- **Records shown**
····················

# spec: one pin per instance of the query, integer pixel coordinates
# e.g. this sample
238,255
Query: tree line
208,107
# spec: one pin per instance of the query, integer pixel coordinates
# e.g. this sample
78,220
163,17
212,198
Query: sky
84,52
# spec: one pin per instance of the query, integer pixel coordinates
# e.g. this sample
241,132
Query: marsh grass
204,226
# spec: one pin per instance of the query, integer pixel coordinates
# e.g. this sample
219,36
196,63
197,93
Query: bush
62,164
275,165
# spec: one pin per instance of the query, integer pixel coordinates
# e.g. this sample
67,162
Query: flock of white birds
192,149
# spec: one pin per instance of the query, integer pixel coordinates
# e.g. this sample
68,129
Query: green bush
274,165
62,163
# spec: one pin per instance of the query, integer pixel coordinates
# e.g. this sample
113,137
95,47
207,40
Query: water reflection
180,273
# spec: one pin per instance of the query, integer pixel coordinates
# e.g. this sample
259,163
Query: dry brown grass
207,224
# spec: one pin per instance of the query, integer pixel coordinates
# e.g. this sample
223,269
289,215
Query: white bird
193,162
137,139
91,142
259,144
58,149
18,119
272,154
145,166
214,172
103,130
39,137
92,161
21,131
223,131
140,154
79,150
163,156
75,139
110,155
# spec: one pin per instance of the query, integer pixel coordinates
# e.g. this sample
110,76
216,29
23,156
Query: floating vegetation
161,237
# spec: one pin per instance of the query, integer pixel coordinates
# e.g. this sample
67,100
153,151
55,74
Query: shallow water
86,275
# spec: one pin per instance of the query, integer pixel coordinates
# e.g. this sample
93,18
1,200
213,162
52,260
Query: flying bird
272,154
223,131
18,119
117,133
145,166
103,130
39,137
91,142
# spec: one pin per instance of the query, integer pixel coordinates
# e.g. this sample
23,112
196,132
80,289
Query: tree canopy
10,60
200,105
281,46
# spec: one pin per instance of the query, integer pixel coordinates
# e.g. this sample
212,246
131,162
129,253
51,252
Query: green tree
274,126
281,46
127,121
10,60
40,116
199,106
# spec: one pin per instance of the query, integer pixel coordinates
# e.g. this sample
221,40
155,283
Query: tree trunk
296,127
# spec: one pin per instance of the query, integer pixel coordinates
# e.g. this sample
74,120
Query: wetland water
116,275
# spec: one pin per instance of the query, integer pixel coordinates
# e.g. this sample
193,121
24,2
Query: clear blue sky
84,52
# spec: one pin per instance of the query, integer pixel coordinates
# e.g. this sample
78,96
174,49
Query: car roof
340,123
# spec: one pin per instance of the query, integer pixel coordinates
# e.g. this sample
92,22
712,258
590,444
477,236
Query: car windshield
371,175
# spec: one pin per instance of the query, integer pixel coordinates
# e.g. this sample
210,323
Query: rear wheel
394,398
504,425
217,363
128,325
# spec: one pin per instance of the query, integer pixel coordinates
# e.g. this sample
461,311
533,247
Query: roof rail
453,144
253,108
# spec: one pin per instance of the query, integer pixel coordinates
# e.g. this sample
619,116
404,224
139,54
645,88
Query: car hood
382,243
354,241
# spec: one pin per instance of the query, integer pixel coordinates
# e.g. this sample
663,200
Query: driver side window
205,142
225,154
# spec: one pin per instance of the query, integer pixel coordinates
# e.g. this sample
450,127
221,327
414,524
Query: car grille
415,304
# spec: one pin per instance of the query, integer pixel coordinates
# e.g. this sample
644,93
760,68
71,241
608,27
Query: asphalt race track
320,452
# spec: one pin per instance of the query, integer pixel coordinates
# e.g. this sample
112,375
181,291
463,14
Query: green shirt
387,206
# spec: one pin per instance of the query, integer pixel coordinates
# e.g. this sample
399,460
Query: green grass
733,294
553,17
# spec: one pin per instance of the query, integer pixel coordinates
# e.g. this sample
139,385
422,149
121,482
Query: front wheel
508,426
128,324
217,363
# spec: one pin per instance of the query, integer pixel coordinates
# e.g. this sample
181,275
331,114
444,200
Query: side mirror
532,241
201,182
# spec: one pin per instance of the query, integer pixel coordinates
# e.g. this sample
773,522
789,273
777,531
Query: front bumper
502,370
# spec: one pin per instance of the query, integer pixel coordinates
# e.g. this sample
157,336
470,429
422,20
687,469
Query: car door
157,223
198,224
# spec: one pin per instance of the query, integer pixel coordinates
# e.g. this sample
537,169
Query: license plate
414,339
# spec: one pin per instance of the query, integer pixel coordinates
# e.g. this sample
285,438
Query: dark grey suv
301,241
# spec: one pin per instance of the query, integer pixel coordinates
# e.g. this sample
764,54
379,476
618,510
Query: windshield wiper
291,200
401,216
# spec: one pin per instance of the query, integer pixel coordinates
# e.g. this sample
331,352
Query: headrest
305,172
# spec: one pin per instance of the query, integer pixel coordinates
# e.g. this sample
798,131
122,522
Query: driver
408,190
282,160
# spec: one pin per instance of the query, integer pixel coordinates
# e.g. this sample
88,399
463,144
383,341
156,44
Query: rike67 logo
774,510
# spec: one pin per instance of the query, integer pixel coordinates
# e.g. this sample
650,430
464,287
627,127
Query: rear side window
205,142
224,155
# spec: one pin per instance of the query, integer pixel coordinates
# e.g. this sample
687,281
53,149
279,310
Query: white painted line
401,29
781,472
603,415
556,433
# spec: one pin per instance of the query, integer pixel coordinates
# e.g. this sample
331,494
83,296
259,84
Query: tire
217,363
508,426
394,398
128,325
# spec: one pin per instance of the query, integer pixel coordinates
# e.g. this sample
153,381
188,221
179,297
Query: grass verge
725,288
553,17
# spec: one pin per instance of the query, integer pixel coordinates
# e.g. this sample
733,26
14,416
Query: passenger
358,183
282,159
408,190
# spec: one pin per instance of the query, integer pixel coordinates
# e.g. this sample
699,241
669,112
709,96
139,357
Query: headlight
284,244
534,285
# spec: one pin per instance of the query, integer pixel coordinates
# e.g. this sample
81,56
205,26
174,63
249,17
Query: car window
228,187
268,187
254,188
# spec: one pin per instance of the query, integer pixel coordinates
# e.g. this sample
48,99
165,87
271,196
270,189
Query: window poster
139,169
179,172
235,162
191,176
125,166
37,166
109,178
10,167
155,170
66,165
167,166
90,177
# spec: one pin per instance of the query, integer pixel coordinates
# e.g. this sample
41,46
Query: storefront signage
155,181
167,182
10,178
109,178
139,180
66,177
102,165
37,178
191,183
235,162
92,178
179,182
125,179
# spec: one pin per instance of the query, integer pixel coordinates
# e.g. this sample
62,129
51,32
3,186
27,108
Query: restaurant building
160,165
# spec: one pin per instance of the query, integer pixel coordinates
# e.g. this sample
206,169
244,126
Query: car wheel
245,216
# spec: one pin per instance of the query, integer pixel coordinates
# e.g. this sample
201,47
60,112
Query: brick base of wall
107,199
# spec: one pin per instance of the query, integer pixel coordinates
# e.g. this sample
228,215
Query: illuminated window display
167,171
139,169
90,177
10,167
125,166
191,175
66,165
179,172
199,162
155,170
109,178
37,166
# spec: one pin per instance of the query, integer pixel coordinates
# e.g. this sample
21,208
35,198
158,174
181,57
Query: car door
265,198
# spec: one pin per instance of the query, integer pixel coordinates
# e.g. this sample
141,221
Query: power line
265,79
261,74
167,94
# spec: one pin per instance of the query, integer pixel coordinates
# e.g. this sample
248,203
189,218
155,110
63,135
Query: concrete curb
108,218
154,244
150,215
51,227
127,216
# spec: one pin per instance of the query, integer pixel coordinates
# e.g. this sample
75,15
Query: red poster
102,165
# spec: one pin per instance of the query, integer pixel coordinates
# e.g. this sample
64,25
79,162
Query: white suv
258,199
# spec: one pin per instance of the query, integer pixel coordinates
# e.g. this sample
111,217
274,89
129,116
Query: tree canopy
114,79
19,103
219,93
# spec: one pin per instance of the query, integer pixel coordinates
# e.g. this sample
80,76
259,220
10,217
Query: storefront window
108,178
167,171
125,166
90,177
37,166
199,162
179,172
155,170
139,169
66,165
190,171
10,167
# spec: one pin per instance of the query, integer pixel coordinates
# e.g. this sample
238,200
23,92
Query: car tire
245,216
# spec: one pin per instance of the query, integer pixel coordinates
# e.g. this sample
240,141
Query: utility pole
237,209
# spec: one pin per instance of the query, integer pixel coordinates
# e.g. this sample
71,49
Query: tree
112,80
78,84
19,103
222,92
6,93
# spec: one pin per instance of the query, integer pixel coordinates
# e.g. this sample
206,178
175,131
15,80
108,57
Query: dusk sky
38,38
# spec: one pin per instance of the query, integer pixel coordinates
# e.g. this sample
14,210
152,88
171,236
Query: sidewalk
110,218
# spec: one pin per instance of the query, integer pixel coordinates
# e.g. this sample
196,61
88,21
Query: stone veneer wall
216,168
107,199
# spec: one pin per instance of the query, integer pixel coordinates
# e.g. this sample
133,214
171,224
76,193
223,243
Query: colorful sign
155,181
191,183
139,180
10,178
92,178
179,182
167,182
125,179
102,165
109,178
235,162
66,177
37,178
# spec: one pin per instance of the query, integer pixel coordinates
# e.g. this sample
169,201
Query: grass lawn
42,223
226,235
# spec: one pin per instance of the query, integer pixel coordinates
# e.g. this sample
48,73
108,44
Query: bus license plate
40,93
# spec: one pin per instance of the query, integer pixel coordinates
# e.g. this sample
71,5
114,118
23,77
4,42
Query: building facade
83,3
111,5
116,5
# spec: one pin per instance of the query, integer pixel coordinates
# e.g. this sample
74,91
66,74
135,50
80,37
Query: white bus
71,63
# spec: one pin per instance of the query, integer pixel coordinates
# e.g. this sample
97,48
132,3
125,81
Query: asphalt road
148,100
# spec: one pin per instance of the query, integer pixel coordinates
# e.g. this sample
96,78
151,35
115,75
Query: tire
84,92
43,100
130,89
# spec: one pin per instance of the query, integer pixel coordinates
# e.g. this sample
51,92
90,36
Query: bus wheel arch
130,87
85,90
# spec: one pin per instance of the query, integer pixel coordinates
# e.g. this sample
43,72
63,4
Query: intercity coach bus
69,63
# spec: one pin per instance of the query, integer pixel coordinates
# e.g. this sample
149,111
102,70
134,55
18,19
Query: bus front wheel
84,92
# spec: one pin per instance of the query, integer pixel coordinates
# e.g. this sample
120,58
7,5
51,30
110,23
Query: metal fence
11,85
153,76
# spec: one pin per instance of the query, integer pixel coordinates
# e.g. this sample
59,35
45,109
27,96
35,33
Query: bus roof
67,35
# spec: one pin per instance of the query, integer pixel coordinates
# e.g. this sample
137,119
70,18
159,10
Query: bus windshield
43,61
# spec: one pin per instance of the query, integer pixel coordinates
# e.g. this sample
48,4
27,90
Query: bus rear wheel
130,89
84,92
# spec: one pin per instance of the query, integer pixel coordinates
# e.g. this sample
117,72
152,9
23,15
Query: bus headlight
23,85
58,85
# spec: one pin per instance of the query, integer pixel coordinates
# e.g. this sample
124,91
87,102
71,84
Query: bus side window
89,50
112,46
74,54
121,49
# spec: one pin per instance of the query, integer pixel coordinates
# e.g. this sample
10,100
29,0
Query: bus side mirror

····················

- **How to complete this task**
Return the lines from the one containing "Query: metal fence" through the last line of the records. Include both ends and nothing else.

- **Exercise answer**
Query: metal fence
11,85
153,76
# spec: one pin per instance of the query, integer pixel coordinates
# e.g. this sample
59,35
45,109
27,96
35,33
Query: bus roof
67,35
# spec: one pin per instance of the query, integer pixel coordinates
# e.g. this sample
137,119
70,18
159,10
Query: bus windshield
43,61
# spec: one pin per instance of the query, integer pixel coordinates
# e.g. this sample
48,4
27,90
Query: bus rear wheel
130,89
84,92
# spec: one pin per instance of the query, integer pixel coordinates
# e.g. this sample
117,72
152,9
23,15
Query: bus headlight
23,85
58,85
# spec: one pin per instance of the query, integer pixel coordinates
# e.g. this sample
124,91
87,102
71,84
Query: bus side window
89,50
112,46
74,54
121,49
# spec: one pin per instance of the query, integer pixel coordinates
# e.g. this sample
10,100
29,0
Query: bus side mirror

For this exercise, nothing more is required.